AIM OF THE EXERCISE: Take every line from the data that has the word "attire" in it.

===== DATA RECORDS =====

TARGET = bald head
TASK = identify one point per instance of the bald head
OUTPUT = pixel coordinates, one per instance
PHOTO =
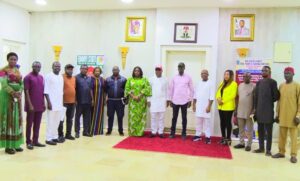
(36, 67)
(181, 68)
(204, 75)
(56, 67)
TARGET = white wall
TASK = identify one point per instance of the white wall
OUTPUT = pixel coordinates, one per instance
(102, 32)
(208, 27)
(90, 33)
(271, 25)
(15, 26)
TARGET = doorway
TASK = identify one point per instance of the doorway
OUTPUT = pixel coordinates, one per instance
(195, 59)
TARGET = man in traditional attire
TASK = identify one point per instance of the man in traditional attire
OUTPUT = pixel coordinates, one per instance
(266, 93)
(181, 93)
(54, 89)
(244, 110)
(203, 99)
(115, 87)
(34, 105)
(288, 114)
(84, 98)
(158, 102)
(69, 103)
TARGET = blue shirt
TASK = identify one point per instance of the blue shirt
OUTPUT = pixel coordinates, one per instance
(83, 89)
(115, 86)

=====

TASK SOLUTION:
TARGET = man in traditional attire
TASK = identify one point per instance of the man in traditional attire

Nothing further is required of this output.